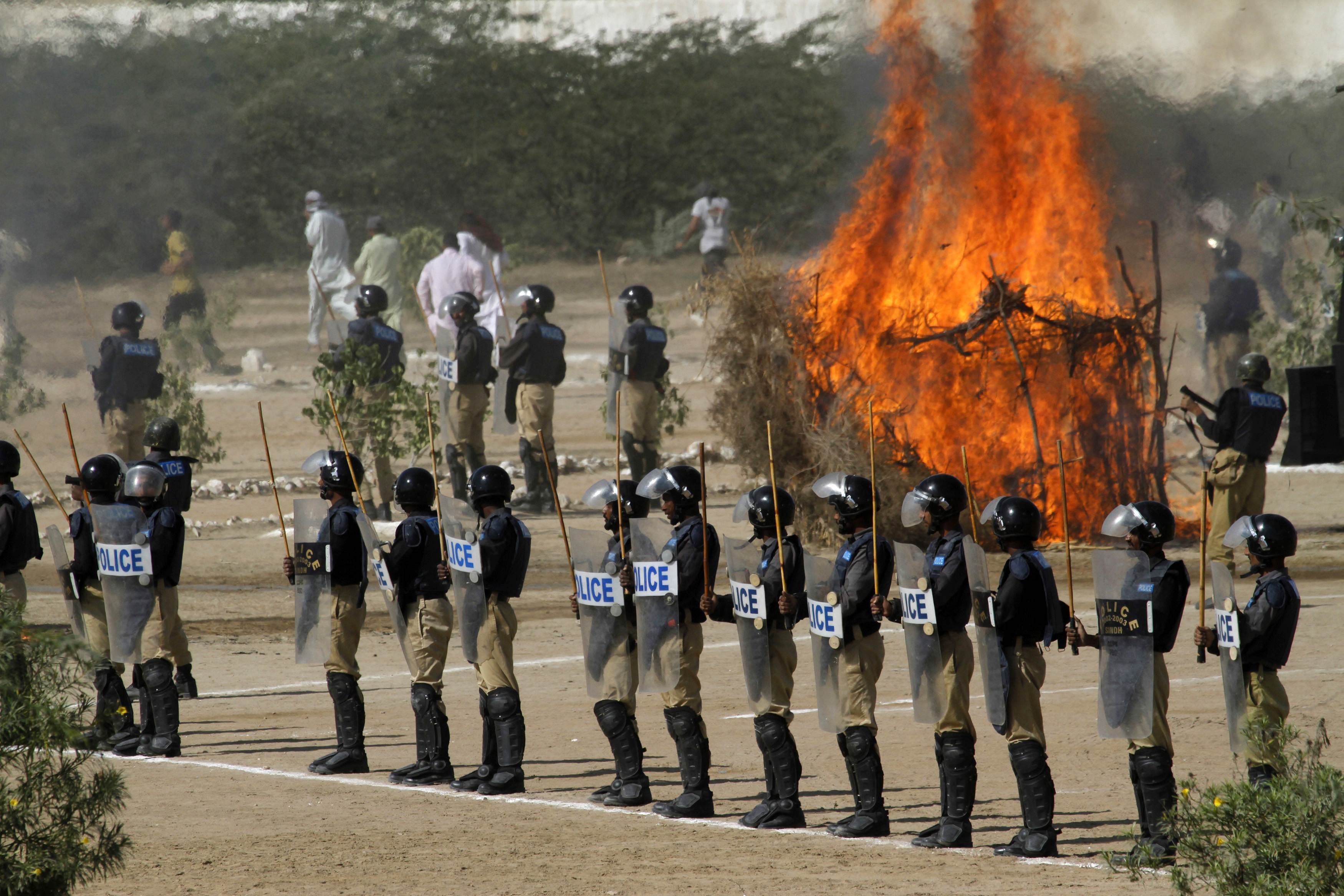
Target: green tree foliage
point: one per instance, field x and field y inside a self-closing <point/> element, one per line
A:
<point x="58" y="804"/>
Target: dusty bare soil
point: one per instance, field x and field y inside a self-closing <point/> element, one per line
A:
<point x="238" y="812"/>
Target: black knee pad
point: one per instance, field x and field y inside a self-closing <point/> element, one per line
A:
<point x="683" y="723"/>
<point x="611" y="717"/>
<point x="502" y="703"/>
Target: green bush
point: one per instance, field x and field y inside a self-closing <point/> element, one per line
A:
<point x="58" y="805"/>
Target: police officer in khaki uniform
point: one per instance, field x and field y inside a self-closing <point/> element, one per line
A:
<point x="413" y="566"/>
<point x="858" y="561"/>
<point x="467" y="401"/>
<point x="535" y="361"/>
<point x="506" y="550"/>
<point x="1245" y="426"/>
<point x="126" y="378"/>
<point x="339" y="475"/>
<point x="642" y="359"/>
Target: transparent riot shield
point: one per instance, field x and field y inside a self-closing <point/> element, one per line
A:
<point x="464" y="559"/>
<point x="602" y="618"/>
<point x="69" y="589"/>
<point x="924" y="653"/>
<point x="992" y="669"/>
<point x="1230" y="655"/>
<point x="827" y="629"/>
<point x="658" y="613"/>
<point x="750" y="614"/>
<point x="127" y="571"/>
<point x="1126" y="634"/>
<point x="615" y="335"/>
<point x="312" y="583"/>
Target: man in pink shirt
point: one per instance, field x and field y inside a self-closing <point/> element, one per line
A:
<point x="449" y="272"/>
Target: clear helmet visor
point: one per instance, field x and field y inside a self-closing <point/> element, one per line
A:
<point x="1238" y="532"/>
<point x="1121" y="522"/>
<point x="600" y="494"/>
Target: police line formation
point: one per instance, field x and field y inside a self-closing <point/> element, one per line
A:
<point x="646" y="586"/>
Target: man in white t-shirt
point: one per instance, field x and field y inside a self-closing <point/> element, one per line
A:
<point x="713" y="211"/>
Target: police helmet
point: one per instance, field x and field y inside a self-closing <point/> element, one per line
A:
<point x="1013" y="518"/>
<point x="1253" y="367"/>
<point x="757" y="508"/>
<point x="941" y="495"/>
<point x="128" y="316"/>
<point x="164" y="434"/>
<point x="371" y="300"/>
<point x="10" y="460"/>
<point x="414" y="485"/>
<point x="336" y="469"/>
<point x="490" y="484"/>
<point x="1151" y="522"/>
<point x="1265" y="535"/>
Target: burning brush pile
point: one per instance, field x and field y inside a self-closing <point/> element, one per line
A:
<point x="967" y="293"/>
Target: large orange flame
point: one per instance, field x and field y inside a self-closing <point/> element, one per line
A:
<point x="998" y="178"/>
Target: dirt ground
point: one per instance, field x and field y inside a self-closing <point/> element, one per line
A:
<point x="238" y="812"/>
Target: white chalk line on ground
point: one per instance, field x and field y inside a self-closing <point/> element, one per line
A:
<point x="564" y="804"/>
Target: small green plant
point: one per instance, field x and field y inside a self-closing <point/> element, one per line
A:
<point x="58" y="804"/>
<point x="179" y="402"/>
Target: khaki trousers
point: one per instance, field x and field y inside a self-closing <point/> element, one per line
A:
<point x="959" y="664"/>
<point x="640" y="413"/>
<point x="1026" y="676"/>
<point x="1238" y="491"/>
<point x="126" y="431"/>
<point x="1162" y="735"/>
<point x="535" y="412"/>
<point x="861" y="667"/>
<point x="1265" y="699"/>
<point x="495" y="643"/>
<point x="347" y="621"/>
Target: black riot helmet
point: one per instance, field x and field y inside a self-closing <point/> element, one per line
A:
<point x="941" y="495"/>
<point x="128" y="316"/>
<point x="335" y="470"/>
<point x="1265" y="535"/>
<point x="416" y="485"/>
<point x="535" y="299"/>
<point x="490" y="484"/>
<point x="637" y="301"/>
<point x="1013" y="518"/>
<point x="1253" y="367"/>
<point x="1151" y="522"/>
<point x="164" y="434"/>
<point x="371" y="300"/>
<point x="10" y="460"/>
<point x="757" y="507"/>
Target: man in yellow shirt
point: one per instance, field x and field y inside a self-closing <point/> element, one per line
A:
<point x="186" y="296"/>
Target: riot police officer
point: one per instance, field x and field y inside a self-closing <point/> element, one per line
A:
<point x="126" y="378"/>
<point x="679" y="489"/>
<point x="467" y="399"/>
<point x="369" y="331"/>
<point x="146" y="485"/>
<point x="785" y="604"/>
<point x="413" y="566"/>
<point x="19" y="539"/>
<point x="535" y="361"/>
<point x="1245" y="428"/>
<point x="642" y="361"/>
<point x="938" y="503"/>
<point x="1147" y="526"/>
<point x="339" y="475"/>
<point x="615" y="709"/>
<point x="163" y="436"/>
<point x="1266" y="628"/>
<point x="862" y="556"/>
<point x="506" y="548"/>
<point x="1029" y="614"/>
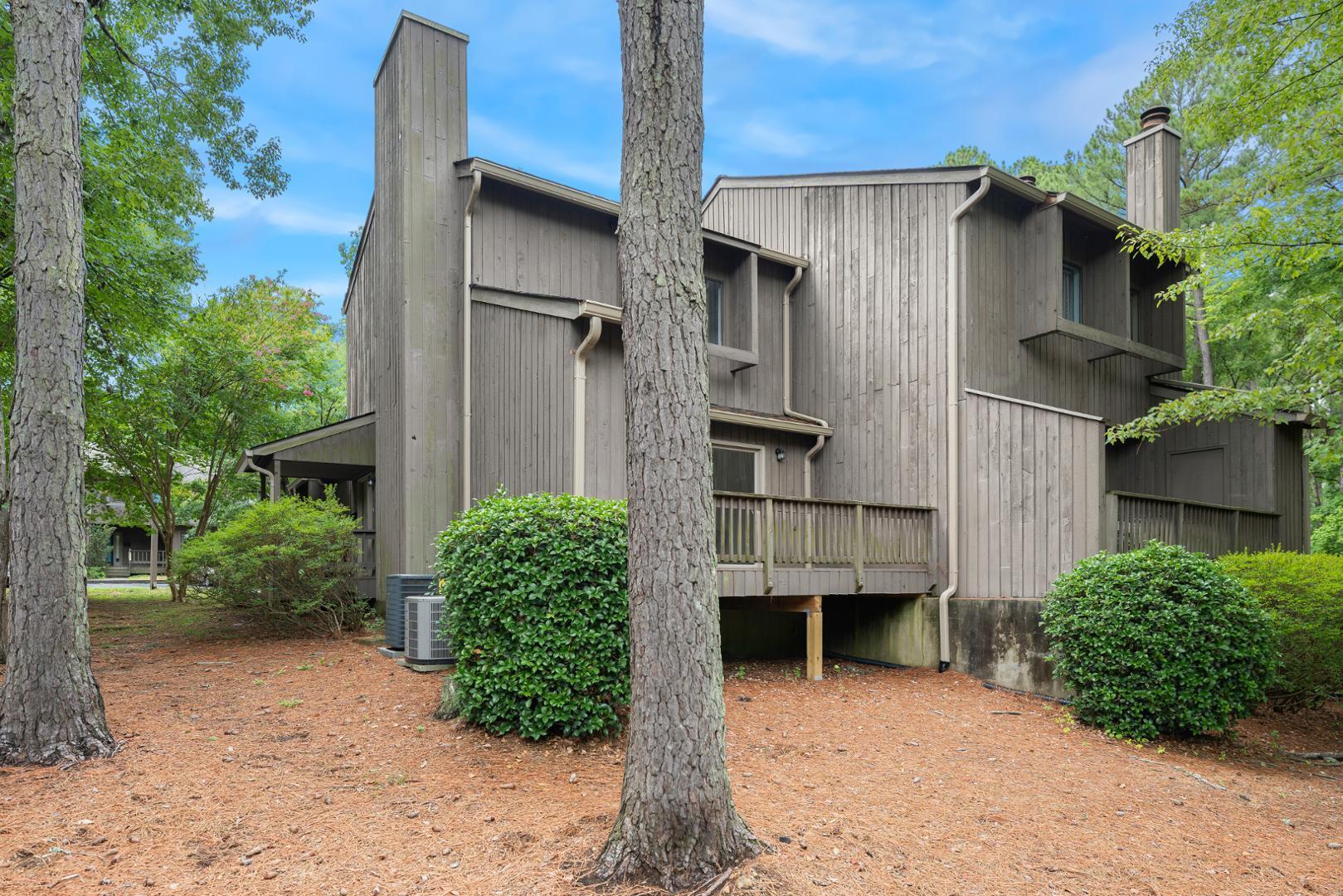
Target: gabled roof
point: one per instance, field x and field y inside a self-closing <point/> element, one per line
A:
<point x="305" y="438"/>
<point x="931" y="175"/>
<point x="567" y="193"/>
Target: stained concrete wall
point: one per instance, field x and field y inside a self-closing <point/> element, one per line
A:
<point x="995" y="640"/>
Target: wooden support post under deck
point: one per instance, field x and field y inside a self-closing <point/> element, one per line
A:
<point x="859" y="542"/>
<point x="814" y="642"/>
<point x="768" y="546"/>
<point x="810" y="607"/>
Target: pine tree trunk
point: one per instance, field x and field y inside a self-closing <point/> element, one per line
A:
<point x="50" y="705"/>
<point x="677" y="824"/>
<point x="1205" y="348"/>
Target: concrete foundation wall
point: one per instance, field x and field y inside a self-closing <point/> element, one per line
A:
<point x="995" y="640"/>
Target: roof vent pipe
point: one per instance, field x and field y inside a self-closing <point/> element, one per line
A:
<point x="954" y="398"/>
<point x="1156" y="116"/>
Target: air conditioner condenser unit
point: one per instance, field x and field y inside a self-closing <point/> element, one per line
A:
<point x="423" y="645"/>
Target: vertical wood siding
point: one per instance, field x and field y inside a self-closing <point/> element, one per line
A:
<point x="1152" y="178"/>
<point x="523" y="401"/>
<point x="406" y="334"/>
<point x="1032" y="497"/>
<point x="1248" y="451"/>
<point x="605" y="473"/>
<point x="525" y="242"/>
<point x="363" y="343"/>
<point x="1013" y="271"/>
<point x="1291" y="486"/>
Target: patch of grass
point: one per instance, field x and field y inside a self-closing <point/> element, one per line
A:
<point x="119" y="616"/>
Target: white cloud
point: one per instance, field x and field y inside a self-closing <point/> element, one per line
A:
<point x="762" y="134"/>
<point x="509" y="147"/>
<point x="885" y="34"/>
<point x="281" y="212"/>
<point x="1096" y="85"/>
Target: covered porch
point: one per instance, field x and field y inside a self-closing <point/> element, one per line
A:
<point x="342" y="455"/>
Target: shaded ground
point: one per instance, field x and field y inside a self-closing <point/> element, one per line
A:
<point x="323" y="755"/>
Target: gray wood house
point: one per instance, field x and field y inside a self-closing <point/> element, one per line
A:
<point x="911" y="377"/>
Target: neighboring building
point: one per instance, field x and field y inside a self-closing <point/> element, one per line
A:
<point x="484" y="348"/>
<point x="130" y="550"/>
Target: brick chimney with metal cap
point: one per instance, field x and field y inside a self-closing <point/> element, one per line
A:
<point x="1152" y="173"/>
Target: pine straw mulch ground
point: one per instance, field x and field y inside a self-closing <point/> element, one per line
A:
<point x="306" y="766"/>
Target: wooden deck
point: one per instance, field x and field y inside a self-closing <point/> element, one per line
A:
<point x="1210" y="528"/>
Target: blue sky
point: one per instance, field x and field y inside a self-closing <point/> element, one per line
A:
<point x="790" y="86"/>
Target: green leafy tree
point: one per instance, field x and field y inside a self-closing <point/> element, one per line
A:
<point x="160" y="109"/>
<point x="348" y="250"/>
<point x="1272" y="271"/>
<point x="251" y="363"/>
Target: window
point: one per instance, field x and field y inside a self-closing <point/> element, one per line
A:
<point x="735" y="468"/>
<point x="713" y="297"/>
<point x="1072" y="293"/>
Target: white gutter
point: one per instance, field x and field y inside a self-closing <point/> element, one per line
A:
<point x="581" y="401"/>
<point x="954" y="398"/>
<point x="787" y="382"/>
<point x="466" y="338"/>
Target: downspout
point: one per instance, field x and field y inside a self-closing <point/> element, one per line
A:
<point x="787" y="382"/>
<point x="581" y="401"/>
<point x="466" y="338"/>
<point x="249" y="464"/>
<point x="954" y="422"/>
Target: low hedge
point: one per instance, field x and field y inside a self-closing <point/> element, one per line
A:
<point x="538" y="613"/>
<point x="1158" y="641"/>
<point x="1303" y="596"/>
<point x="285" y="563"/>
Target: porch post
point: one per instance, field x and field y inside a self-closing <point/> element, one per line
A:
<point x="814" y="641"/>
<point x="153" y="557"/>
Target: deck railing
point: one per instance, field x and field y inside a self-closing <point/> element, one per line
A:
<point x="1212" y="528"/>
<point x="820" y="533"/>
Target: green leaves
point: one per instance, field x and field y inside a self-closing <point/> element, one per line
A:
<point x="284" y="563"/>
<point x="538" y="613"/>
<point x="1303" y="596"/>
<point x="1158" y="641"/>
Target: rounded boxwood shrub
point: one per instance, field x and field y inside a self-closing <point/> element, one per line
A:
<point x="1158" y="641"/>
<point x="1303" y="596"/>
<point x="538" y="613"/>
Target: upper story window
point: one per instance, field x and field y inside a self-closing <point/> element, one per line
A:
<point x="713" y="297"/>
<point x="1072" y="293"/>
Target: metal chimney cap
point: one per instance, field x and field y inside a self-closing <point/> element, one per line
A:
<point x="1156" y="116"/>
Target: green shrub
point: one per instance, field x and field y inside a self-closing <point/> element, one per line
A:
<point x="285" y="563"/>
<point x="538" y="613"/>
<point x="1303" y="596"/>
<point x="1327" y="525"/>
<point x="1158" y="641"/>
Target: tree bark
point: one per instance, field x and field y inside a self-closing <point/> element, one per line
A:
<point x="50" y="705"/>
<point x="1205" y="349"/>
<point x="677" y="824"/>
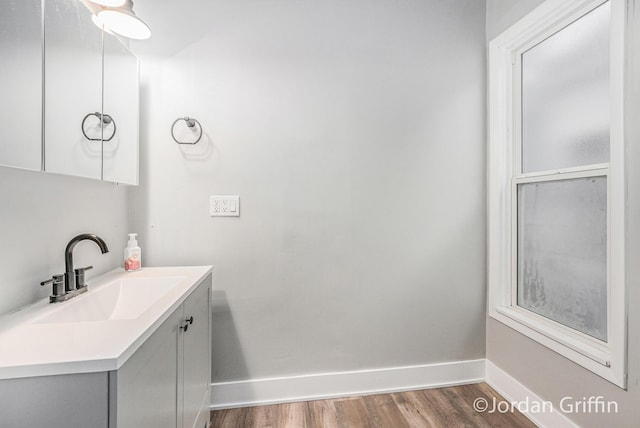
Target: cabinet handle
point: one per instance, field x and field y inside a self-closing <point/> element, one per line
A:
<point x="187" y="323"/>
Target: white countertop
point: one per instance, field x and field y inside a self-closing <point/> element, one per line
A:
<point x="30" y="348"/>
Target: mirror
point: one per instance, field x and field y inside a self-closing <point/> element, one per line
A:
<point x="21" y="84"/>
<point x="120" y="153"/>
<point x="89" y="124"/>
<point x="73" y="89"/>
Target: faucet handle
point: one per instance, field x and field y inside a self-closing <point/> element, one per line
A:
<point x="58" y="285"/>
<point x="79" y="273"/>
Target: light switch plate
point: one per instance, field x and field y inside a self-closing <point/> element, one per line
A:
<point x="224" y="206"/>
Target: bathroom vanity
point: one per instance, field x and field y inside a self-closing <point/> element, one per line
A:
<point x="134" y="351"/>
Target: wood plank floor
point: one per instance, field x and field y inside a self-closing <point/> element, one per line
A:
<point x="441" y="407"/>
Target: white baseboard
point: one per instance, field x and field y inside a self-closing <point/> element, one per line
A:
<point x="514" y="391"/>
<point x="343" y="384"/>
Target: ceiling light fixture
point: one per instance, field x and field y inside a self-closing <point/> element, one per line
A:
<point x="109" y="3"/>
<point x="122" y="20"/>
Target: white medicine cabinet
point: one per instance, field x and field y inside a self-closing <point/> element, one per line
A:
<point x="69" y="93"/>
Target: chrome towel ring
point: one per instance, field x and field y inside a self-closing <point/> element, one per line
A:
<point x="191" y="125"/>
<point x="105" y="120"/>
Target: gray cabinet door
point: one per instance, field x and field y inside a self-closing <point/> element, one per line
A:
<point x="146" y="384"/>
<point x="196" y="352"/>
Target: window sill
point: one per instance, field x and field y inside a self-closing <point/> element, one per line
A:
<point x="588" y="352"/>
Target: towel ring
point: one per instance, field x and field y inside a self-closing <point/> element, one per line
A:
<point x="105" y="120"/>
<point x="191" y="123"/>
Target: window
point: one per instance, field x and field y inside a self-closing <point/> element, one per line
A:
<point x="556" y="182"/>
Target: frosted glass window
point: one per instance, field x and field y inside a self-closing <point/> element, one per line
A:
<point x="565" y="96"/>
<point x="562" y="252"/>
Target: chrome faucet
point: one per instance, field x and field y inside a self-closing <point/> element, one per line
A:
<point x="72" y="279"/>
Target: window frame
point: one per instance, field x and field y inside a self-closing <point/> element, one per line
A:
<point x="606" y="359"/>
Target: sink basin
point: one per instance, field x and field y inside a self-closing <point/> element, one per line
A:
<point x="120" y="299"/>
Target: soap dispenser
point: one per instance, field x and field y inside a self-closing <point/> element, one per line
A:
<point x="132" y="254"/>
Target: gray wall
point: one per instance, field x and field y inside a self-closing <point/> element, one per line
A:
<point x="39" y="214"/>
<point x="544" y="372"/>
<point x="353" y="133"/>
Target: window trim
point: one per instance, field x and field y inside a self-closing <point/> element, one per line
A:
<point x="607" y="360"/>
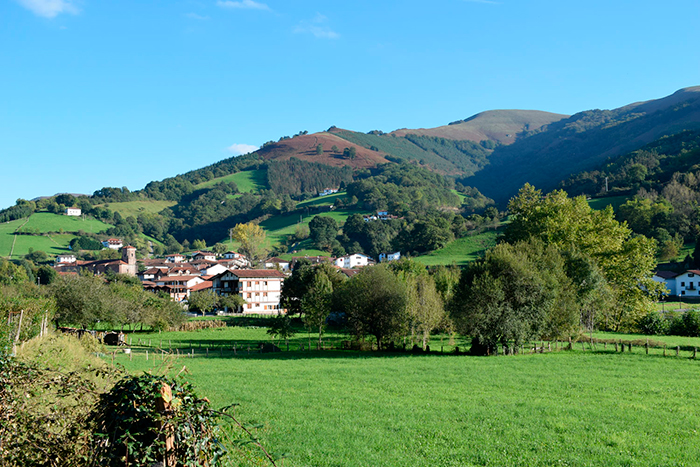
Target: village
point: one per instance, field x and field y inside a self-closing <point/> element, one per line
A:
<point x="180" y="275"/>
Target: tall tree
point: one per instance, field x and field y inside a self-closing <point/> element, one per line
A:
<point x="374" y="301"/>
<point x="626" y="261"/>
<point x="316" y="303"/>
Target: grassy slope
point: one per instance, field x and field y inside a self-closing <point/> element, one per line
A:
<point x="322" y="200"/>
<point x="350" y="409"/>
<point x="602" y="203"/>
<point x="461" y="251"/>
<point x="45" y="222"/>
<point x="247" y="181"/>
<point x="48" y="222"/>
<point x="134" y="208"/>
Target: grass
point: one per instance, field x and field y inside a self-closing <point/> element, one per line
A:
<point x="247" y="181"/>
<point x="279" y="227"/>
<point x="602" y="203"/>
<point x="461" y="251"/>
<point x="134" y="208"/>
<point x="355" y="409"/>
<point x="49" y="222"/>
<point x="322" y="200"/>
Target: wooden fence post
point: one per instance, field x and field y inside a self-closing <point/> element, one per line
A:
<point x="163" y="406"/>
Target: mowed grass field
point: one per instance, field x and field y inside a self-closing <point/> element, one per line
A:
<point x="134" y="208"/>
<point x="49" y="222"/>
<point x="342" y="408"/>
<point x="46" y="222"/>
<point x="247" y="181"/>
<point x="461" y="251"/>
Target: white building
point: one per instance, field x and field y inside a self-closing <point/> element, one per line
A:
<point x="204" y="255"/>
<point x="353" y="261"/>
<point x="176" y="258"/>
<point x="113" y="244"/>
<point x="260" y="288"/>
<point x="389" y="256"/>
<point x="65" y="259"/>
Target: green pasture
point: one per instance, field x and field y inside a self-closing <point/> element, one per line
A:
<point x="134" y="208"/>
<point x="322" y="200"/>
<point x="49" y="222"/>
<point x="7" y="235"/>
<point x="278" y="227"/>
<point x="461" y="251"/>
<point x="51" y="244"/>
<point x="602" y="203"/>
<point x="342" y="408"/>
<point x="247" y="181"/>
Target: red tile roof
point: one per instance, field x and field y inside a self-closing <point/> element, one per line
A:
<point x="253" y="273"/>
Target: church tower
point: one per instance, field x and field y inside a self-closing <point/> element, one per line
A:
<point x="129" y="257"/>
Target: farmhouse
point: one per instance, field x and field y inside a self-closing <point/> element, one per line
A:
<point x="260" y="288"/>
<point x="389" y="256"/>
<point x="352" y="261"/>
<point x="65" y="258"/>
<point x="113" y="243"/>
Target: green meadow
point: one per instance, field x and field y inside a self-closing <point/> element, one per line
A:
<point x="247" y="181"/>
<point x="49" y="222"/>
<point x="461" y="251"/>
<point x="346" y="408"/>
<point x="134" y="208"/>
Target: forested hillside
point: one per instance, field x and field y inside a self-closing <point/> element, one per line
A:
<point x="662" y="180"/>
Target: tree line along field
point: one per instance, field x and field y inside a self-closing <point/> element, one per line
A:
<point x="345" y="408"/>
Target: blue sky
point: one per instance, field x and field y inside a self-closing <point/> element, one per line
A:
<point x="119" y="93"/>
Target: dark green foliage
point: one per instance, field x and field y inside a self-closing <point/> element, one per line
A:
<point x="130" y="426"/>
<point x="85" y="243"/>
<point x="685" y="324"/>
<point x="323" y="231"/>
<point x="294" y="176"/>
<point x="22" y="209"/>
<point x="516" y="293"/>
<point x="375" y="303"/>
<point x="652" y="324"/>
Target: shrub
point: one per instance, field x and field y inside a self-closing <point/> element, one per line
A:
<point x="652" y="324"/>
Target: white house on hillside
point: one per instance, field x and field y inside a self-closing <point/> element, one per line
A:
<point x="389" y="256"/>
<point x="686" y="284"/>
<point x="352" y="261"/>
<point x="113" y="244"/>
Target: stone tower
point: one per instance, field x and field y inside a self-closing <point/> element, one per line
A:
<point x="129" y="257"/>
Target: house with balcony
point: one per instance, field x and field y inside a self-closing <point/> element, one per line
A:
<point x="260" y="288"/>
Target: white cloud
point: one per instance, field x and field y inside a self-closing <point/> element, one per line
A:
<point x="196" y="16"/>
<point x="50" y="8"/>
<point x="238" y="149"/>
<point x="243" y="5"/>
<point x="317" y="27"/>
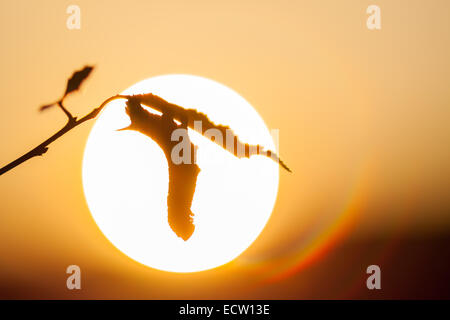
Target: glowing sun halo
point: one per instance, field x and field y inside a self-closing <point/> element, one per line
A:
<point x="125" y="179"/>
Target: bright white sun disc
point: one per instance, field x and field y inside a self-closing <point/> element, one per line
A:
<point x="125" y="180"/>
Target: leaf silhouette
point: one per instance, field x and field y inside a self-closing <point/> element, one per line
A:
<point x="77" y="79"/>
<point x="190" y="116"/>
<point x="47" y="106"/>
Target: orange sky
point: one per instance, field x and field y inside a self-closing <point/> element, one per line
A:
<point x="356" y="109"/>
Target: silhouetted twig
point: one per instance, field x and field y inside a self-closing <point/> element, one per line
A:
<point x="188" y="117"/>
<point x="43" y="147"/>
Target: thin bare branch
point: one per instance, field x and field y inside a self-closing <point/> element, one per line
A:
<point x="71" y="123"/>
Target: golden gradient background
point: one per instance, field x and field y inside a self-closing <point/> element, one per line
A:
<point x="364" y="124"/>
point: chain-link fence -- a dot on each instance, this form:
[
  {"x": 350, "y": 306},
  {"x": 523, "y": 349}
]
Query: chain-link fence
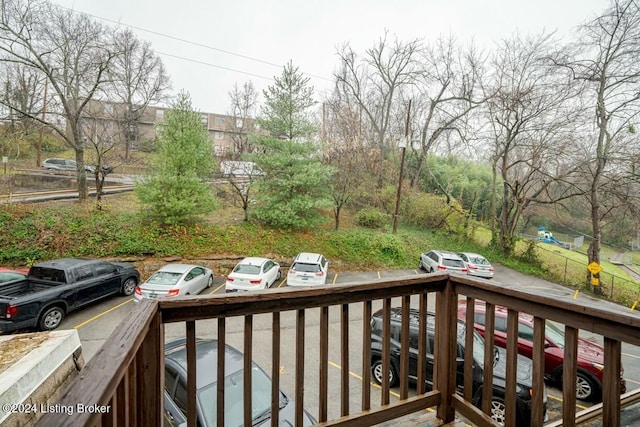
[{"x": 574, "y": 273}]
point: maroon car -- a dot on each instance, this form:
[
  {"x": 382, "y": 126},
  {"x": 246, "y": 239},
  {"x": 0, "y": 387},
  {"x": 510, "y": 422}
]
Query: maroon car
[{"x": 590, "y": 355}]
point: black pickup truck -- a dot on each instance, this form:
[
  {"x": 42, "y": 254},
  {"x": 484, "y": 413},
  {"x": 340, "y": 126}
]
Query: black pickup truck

* * *

YOUR OBJECTIVE
Print exactly the lines from the line with "Target: orange sky" through the end of the data, both ends included, and print no pictures.

RESPONSE
Target: orange sky
point: one per instance, field x and field y inside a self-closing <point/> element, one per line
A:
<point x="356" y="109"/>
Target: silhouetted twig
point: one per instance, field x and field y inside a self-closing <point/> element, one per line
A:
<point x="188" y="117"/>
<point x="43" y="147"/>
Target: thin bare branch
point: one per instance, field x and field y inside a self-closing <point/> element, one per line
A:
<point x="71" y="123"/>
Target: golden gradient background
point: one per instance, field x and field y inside a self-closing <point/> element, one per line
A:
<point x="364" y="124"/>
point: chain-link fence -- a dot on each instance, this form:
[
  {"x": 350, "y": 306},
  {"x": 523, "y": 349}
]
Query: chain-link fence
[{"x": 574, "y": 273}]
point: maroon car -- a dot on each instance, this form:
[
  {"x": 382, "y": 126},
  {"x": 246, "y": 239},
  {"x": 0, "y": 387},
  {"x": 510, "y": 422}
]
Query: maroon car
[{"x": 590, "y": 355}]
point: black pickup truck -- a dot on each instance, this form:
[
  {"x": 42, "y": 254},
  {"x": 484, "y": 413},
  {"x": 340, "y": 126}
]
Query: black pickup truck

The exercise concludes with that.